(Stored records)
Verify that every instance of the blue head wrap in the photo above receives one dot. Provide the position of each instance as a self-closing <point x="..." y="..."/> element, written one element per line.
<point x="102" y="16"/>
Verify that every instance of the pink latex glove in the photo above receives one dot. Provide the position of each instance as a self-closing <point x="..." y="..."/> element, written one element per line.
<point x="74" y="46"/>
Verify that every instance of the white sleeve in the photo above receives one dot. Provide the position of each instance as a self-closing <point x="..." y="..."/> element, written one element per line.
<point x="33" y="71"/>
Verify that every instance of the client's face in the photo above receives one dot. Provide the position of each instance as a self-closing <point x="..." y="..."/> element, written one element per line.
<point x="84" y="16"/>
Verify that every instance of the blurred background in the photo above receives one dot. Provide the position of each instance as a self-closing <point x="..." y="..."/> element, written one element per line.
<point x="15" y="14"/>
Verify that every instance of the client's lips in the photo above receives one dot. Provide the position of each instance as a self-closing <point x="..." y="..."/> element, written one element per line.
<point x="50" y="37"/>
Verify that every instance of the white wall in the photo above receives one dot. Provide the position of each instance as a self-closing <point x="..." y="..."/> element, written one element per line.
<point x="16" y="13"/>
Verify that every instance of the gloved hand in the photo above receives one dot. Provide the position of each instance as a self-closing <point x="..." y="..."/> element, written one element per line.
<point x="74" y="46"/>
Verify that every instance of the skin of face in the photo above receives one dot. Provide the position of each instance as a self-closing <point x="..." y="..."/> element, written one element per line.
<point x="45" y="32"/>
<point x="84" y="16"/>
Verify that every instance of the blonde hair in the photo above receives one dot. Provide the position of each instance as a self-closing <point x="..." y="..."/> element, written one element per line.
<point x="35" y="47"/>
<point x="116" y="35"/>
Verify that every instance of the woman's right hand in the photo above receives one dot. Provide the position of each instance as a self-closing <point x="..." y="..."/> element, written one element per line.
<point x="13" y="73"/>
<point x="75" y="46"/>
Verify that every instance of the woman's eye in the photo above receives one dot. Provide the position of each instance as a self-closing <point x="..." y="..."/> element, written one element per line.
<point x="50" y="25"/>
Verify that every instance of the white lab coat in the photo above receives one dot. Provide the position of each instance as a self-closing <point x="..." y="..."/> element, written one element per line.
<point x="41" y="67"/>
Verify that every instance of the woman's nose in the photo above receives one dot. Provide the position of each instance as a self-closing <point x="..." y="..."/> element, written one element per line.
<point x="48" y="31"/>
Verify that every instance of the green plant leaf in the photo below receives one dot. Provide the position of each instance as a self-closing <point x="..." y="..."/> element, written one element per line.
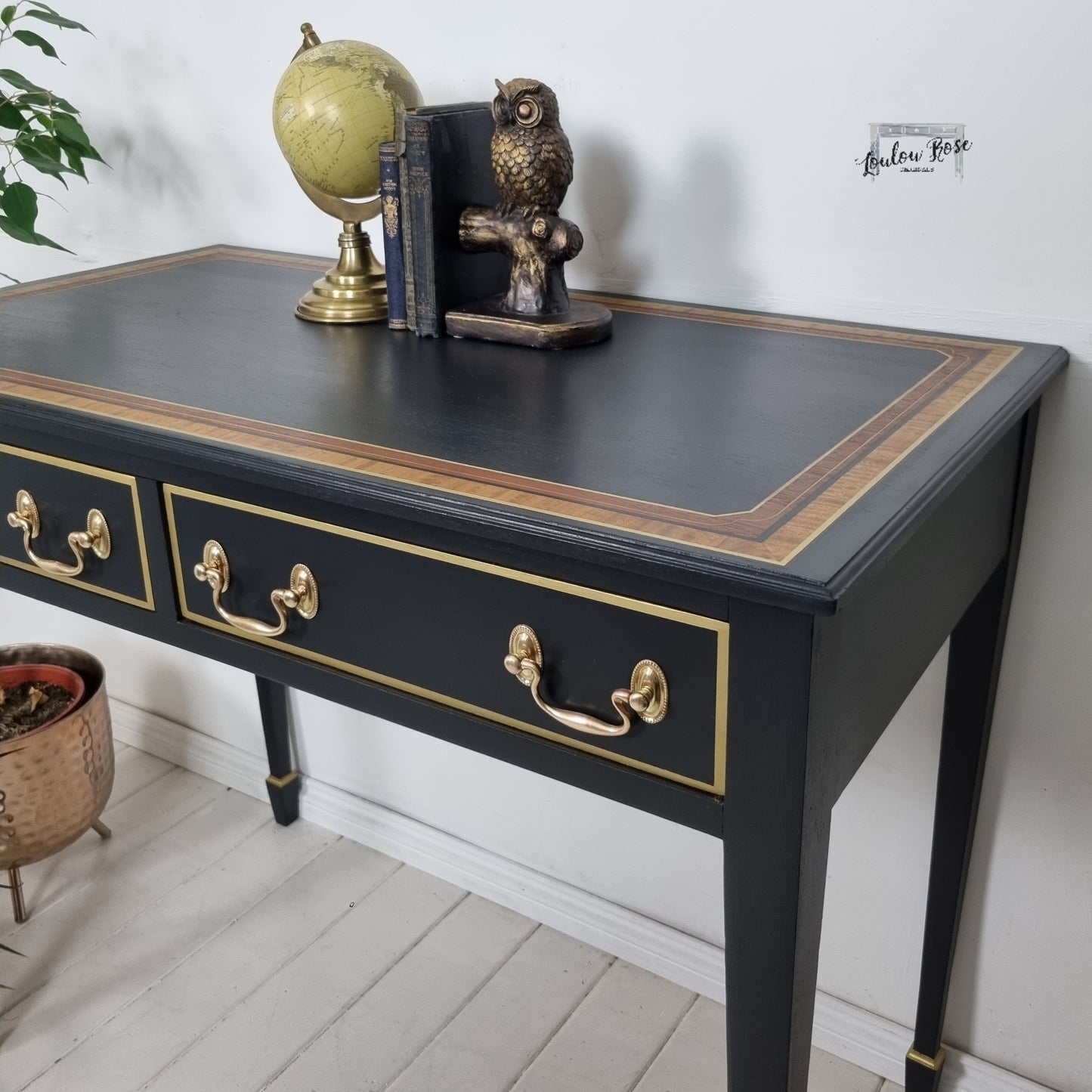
<point x="73" y="138"/>
<point x="17" y="233"/>
<point x="34" y="238"/>
<point x="48" y="15"/>
<point x="48" y="101"/>
<point x="11" y="117"/>
<point x="20" y="81"/>
<point x="21" y="206"/>
<point x="29" y="39"/>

Requirement:
The lines to write out run from the one containing "Verify that every instance of the woman's eye" through the final line of the material above, both included; write them out exactly, with no pictures.

Finished exercise:
Verify that every instance of the woman's eye in the photo above receives one dot. Provide the position of each instance as a self-closing <point x="..." y="..."/> element, written one element per line.
<point x="50" y="25"/>
Verify that every instance of the white lab coat in the photo above receives one dot. Provide the position of each instance as a self-closing <point x="..." y="..."/> element, written one element per line.
<point x="41" y="67"/>
Verify that every instance of the woman's nose in the photo above receives one dot. Provide the position of each instance as a self-closing <point x="..." y="..."/> element, written one element per line.
<point x="48" y="31"/>
Verify that every instance of the green plant leaf in the photo below receives one dot. Provide the position of each instance as a self-closing <point x="..." y="..."/> element, written one element per line.
<point x="73" y="138"/>
<point x="17" y="233"/>
<point x="34" y="238"/>
<point x="48" y="15"/>
<point x="48" y="101"/>
<point x="11" y="117"/>
<point x="20" y="81"/>
<point x="21" y="206"/>
<point x="29" y="39"/>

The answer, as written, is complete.